(Stored data)
##############################
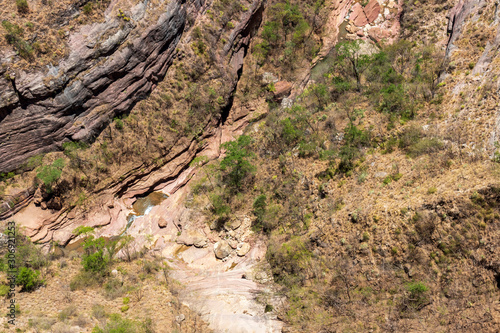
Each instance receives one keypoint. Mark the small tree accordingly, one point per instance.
(236, 161)
(350, 61)
(28, 279)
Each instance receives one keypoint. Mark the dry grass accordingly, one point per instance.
(46, 26)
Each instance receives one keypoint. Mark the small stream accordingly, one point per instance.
(143, 206)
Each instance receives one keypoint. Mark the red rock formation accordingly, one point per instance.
(282, 89)
(372, 10)
(358, 16)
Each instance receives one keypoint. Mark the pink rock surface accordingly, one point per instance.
(358, 16)
(372, 10)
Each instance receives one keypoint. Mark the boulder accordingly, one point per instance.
(55, 203)
(377, 34)
(180, 318)
(243, 249)
(358, 16)
(222, 249)
(233, 224)
(162, 222)
(192, 237)
(269, 78)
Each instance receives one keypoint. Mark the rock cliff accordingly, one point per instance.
(111, 66)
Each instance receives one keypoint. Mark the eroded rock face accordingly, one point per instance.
(222, 249)
(358, 16)
(111, 66)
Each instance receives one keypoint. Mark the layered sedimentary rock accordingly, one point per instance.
(111, 66)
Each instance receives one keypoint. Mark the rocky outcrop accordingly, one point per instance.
(456, 19)
(222, 249)
(169, 177)
(110, 67)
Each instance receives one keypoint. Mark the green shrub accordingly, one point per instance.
(118, 124)
(417, 294)
(87, 9)
(117, 324)
(28, 279)
(259, 208)
(98, 311)
(236, 161)
(50, 174)
(4, 290)
(67, 312)
(425, 146)
(395, 101)
(289, 261)
(84, 280)
(22, 6)
(95, 262)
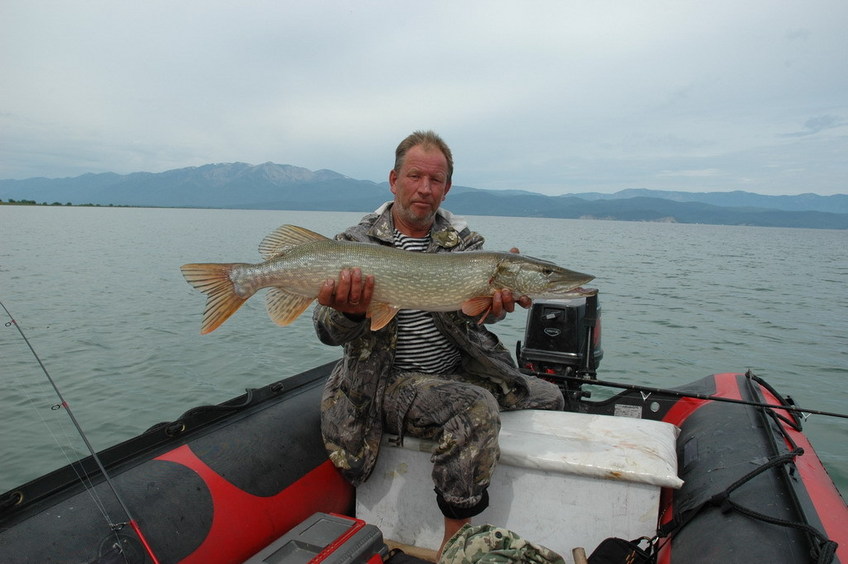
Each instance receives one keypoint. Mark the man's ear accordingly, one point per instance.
(392, 180)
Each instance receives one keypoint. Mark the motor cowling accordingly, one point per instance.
(562, 338)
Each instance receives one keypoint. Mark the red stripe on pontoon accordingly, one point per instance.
(237, 530)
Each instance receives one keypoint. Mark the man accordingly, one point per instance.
(439, 376)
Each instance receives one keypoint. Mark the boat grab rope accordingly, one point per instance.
(822, 548)
(64, 404)
(790, 407)
(822, 551)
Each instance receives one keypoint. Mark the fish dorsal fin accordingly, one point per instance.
(284, 307)
(286, 237)
(380, 314)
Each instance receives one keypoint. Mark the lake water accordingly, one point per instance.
(99, 293)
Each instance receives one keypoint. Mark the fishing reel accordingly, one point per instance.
(562, 342)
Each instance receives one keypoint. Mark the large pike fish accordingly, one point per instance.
(298, 261)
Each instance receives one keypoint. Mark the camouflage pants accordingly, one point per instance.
(462, 416)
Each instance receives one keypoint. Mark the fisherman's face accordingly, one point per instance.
(419, 187)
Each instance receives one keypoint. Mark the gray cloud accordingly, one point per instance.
(554, 96)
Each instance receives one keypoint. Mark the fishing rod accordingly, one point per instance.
(693, 395)
(115, 526)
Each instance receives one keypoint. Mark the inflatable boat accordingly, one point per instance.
(717, 470)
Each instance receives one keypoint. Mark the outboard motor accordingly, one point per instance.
(563, 338)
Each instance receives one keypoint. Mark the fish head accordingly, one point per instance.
(537, 278)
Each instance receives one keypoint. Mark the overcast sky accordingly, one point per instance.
(550, 96)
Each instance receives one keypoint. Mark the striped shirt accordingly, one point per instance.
(421, 347)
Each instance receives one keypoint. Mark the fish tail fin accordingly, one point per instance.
(222, 300)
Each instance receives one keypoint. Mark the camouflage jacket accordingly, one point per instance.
(351, 406)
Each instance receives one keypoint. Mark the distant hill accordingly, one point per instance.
(276, 186)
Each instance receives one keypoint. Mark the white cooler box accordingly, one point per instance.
(564, 480)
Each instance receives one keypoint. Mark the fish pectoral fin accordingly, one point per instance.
(478, 305)
(286, 237)
(380, 314)
(221, 298)
(284, 307)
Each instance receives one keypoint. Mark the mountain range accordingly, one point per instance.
(276, 186)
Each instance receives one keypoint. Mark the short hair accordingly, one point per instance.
(427, 140)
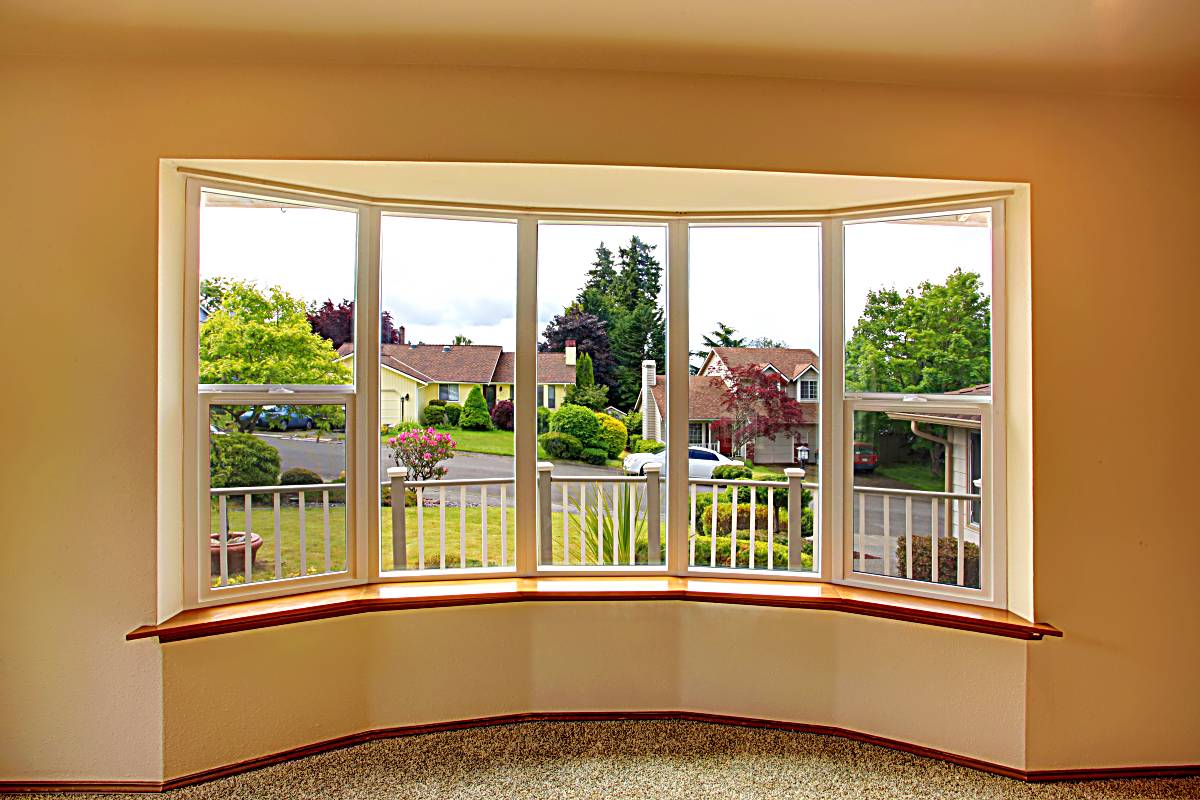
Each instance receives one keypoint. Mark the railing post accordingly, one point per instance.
(795, 513)
(399, 518)
(545, 523)
(653, 524)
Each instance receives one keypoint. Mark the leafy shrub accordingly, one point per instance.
(612, 434)
(474, 413)
(779, 553)
(502, 415)
(732, 473)
(947, 560)
(651, 445)
(243, 459)
(580, 422)
(299, 475)
(594, 456)
(634, 422)
(421, 452)
(433, 415)
(562, 445)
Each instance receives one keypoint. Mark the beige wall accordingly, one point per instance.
(319, 680)
(1113, 217)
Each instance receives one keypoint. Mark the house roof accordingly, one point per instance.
(790, 361)
(706, 396)
(552, 368)
(465, 364)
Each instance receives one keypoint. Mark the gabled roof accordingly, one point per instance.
(552, 368)
(465, 364)
(789, 361)
(706, 400)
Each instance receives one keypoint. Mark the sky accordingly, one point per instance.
(448, 277)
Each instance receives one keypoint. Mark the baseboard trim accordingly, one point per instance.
(1035, 776)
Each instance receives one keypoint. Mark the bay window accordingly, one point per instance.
(387, 391)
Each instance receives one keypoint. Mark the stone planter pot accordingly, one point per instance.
(235, 547)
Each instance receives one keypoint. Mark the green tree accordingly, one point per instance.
(474, 411)
(252, 336)
(586, 391)
(933, 340)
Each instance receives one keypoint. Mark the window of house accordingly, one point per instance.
(325, 328)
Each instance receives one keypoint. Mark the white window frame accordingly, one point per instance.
(837, 407)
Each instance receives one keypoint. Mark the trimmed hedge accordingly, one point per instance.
(474, 413)
(577, 421)
(732, 473)
(947, 560)
(595, 456)
(243, 459)
(300, 476)
(502, 415)
(612, 434)
(433, 415)
(562, 445)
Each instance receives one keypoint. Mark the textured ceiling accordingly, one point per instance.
(1109, 46)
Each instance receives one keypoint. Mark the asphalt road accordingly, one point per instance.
(329, 458)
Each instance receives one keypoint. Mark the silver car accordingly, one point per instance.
(701, 462)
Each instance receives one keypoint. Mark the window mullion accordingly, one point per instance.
(525, 397)
(364, 445)
(832, 468)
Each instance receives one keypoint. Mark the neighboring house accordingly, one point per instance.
(964, 453)
(413, 374)
(709, 386)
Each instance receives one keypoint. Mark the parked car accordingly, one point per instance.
(865, 458)
(701, 462)
(281, 417)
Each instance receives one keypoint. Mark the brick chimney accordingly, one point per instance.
(651, 427)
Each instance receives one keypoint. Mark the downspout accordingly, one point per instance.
(945, 443)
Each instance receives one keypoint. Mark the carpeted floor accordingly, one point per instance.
(661, 761)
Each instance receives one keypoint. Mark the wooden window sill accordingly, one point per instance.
(396, 596)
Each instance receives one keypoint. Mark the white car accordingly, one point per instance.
(701, 462)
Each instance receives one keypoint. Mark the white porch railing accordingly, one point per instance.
(707, 515)
(225, 570)
(912, 534)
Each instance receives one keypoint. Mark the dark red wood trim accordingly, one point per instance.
(381, 597)
(1085, 774)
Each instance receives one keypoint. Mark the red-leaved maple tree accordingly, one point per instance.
(756, 404)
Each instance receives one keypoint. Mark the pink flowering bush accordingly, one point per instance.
(421, 451)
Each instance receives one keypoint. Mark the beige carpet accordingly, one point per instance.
(661, 761)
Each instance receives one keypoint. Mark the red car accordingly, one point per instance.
(865, 458)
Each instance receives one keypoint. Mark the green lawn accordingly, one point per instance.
(916, 476)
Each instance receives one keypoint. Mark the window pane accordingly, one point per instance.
(445, 383)
(913, 495)
(918, 304)
(603, 364)
(755, 322)
(276, 290)
(294, 531)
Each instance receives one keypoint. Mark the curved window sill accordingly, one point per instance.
(399, 596)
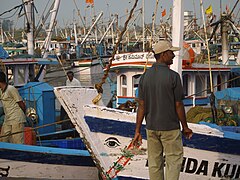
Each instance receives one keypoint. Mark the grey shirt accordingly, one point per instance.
(160, 88)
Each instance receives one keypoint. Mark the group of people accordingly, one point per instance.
(12, 129)
(159, 102)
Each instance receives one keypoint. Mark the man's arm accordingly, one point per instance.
(182, 118)
(139, 119)
(22, 106)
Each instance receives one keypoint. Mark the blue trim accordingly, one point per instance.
(41, 149)
(200, 101)
(198, 141)
(45, 155)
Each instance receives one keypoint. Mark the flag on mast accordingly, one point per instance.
(164, 13)
(209, 10)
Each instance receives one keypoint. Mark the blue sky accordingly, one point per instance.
(68, 8)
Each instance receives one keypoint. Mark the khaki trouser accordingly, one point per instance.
(169, 143)
(8, 130)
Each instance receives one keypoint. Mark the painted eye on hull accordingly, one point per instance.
(112, 142)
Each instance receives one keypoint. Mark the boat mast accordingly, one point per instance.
(143, 21)
(177, 34)
(30, 21)
(54, 12)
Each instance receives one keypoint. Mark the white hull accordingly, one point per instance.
(109, 131)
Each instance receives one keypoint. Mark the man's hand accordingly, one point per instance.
(187, 133)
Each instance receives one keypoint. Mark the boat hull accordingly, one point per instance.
(26, 161)
(208, 155)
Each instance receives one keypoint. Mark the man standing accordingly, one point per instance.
(72, 81)
(160, 102)
(14, 109)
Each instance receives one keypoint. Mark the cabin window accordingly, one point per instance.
(185, 84)
(135, 81)
(200, 85)
(123, 82)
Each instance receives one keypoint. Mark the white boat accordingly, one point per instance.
(212, 153)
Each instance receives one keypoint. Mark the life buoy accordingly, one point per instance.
(188, 55)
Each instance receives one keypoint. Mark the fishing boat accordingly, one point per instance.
(108, 132)
(48, 151)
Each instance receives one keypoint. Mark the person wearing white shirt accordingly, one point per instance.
(72, 81)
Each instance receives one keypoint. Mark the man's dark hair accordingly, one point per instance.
(3, 77)
(70, 72)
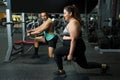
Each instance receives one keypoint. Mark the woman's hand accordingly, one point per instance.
(66, 38)
(28, 34)
(69, 57)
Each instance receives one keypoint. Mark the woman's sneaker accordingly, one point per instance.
(60, 73)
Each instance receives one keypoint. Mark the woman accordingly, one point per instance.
(73, 44)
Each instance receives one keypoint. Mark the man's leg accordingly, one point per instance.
(37, 41)
(51, 52)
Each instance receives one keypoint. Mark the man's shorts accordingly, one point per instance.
(52, 42)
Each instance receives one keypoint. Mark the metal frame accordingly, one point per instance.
(101, 51)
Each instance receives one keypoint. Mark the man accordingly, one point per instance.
(49, 36)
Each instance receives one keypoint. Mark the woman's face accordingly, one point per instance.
(67, 15)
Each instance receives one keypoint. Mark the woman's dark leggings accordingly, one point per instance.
(79, 55)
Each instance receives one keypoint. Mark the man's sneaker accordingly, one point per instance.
(60, 73)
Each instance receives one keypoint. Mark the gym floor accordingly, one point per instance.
(22, 67)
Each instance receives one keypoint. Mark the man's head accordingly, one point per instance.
(44, 15)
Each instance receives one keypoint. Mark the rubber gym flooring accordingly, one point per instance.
(22, 67)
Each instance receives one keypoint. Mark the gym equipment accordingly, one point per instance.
(51, 6)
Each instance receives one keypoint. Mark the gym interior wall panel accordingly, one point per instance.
(51, 6)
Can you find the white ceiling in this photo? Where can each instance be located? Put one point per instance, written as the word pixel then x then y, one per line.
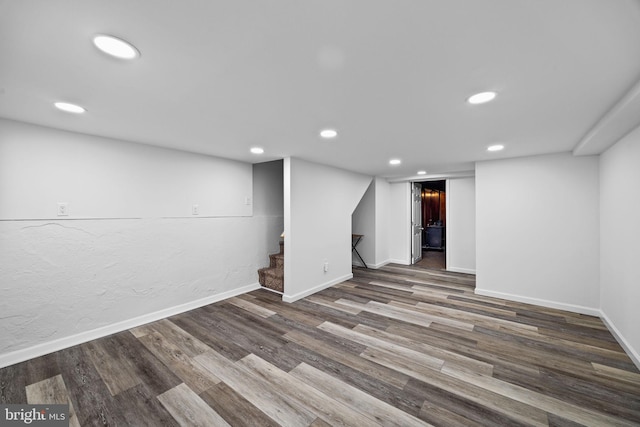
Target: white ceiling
pixel 218 77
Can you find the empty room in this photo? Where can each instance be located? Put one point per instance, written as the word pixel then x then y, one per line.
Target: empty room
pixel 320 213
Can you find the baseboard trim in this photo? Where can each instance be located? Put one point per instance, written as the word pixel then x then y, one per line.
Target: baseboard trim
pixel 633 355
pixel 541 302
pixel 296 297
pixel 398 261
pixel 462 270
pixel 38 350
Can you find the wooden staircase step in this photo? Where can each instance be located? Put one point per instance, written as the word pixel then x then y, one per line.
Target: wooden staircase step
pixel 272 277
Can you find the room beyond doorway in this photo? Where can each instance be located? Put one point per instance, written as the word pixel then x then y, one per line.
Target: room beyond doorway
pixel 434 224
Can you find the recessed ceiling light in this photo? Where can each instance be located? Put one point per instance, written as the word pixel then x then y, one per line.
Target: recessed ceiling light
pixel 69 108
pixel 495 147
pixel 115 47
pixel 328 133
pixel 481 98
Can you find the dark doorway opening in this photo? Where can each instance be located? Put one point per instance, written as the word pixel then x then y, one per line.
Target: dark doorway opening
pixel 434 220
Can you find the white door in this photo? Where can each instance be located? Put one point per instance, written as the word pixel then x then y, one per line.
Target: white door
pixel 416 223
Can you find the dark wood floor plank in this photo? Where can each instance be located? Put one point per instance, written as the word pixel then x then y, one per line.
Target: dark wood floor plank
pixel 93 403
pixel 12 384
pixel 400 345
pixel 140 407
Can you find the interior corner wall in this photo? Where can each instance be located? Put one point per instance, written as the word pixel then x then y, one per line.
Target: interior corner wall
pixel 363 222
pixel 268 203
pixel 319 203
pixel 537 222
pixel 461 225
pixel 619 241
pixel 399 227
pixel 130 250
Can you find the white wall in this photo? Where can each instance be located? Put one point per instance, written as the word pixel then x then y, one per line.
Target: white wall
pixel 537 239
pixel 363 221
pixel 382 205
pixel 319 203
pixel 268 202
pixel 130 251
pixel 620 241
pixel 106 178
pixel 399 226
pixel 461 225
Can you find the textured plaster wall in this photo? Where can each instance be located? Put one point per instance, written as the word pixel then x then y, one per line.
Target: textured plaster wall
pixel 130 247
pixel 62 278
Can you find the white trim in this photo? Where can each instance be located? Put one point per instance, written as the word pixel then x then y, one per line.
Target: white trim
pixel 461 270
pixel 296 297
pixel 398 261
pixel 70 341
pixel 633 355
pixel 544 303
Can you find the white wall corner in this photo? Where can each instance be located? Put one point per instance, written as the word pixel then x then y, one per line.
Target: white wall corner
pixel 631 352
pixel 38 350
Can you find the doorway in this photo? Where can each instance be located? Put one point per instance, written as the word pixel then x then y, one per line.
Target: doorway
pixel 433 224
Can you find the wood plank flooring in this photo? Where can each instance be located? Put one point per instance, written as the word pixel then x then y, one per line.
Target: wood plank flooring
pixel 399 346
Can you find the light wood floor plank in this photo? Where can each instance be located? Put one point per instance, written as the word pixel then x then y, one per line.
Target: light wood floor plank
pixel 379 412
pixel 400 345
pixel 188 409
pixel 281 408
pixel 52 391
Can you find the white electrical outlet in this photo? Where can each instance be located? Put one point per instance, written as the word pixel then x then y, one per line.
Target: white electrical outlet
pixel 63 209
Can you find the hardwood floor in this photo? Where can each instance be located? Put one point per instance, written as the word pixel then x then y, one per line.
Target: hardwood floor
pixel 399 346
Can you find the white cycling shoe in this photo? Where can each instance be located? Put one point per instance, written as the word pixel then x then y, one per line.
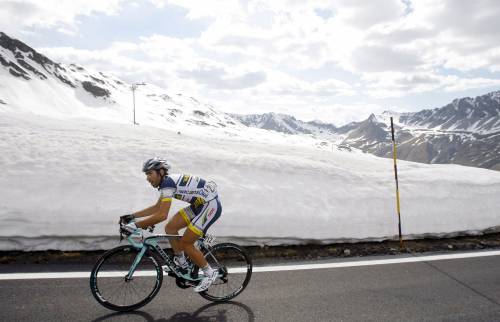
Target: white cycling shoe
pixel 207 281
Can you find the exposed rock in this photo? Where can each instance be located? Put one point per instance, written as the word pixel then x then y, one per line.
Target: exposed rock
pixel 95 90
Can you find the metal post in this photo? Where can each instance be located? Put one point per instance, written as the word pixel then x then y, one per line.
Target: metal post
pixel 397 185
pixel 133 88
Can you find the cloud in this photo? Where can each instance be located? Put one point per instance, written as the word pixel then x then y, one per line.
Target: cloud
pixel 272 54
pixel 219 78
pixel 58 15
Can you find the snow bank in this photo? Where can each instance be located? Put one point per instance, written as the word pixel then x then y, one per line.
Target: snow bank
pixel 70 179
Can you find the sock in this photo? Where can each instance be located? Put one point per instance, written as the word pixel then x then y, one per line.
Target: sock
pixel 207 270
pixel 181 258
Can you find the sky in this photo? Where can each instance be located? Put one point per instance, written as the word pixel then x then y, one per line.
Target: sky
pixel 335 61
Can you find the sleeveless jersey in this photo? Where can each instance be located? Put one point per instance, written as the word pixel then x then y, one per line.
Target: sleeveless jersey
pixel 191 189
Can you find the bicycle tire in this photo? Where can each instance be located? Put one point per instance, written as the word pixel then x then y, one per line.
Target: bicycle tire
pixel 114 264
pixel 231 260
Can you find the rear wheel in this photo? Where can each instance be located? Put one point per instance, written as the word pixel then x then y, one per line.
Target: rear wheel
pixel 110 287
pixel 235 270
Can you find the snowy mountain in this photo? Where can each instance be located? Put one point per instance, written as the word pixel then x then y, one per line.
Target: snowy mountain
pixel 34 83
pixel 68 131
pixel 466 132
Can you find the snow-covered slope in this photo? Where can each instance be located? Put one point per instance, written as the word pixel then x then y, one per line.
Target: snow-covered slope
pixel 71 161
pixel 466 132
pixel 64 184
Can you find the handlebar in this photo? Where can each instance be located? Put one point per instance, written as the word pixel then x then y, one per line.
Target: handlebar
pixel 124 221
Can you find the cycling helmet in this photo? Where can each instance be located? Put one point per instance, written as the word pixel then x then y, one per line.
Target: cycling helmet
pixel 155 163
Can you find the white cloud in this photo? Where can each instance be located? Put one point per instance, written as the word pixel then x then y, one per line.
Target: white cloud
pixel 251 52
pixel 60 15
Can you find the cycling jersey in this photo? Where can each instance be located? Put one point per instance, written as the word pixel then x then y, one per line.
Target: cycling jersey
pixel 191 189
pixel 205 207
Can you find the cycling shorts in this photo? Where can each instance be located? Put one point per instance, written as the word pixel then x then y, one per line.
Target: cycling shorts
pixel 200 218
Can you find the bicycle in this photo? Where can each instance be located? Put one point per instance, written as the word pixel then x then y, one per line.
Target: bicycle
pixel 128 277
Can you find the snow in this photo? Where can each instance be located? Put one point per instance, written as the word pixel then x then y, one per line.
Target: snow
pixel 71 165
pixel 65 182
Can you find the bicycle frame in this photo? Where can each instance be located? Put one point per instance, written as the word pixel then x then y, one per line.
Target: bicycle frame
pixel 152 242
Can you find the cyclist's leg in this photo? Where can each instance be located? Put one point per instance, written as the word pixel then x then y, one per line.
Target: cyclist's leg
pixel 187 244
pixel 197 227
pixel 173 226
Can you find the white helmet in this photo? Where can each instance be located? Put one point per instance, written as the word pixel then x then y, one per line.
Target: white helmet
pixel 155 163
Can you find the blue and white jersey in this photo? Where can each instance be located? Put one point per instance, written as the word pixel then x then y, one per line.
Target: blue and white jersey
pixel 191 189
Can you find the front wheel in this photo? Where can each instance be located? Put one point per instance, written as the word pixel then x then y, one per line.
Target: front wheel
pixel 110 287
pixel 235 270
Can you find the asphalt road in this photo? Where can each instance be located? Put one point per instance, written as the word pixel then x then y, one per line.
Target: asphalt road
pixel 444 290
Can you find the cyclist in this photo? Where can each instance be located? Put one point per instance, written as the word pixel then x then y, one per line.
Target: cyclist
pixel 204 209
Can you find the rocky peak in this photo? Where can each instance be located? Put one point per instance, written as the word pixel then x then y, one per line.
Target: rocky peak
pixel 15 46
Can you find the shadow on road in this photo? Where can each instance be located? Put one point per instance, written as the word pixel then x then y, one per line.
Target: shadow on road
pixel 220 312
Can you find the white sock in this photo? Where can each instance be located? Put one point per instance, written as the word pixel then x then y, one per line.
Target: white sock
pixel 207 270
pixel 181 258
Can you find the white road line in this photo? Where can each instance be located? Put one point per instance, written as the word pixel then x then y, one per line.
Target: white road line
pixel 15 276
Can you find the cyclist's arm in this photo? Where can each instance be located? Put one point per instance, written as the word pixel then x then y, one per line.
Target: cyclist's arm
pixel 158 216
pixel 148 211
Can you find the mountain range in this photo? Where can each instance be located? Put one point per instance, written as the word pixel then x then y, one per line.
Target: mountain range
pixel 465 131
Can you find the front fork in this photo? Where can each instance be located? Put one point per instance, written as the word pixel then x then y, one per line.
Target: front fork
pixel 137 259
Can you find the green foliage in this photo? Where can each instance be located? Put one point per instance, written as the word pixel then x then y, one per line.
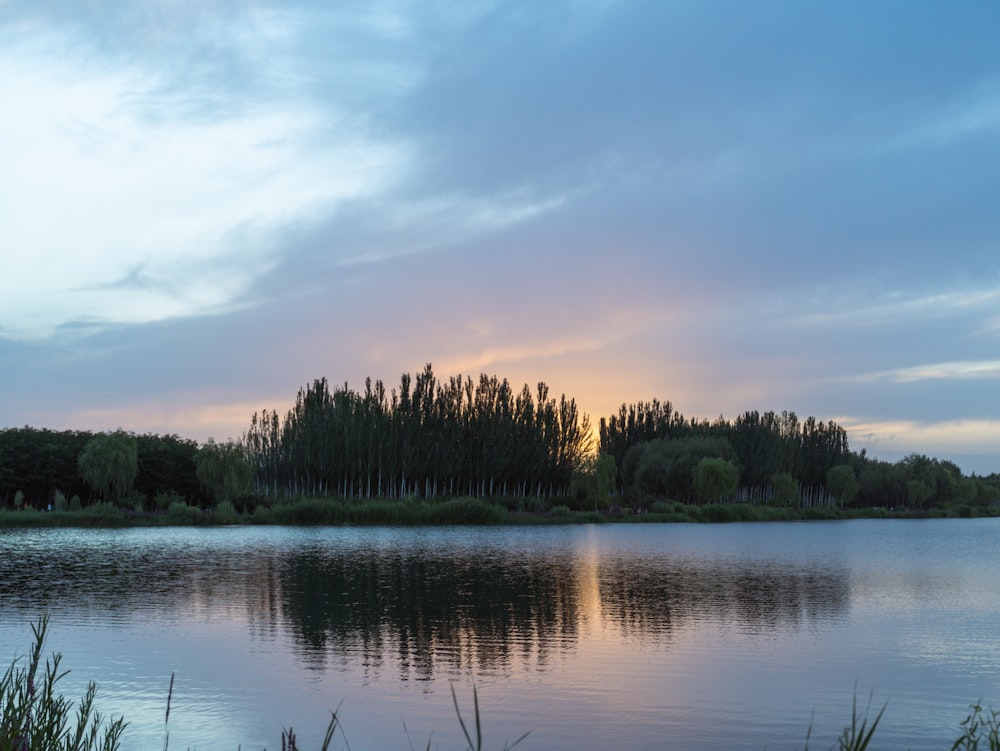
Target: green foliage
##############################
### [Exercise aim]
Your task is to retype the lines running from the one that contains "Can you find the white road" through the end of the records, and nothing else. Pictures are not part of the copy.

### [Worked answer]
Can you find the white road line in this photo? Where can each instance be located? Put one point per instance, written as the word pixel then x then y, one per line.
Target: white road line
pixel 15 276
Can you find the cyclist's arm in this photo? Where can each instance be located? Put one point per instance, written as the word pixel then x then y, one per line.
Target: cyclist's arm
pixel 158 216
pixel 148 211
Can you find the mountain range in this photo? Where can each instance be located? Put one point per instance, written as the word pixel then x then y, one per line.
Target: mountain range
pixel 465 131
Can you find the front fork in this photo? Where can each instance be located? Put one point per instance, written as the word pixel then x then y, one per line.
Target: front fork
pixel 137 259
Can you find the green foliage in this photo? Where can each instance be located? Put one point per instance, written as the word pixel then x then y, one per line.
Target: green foliage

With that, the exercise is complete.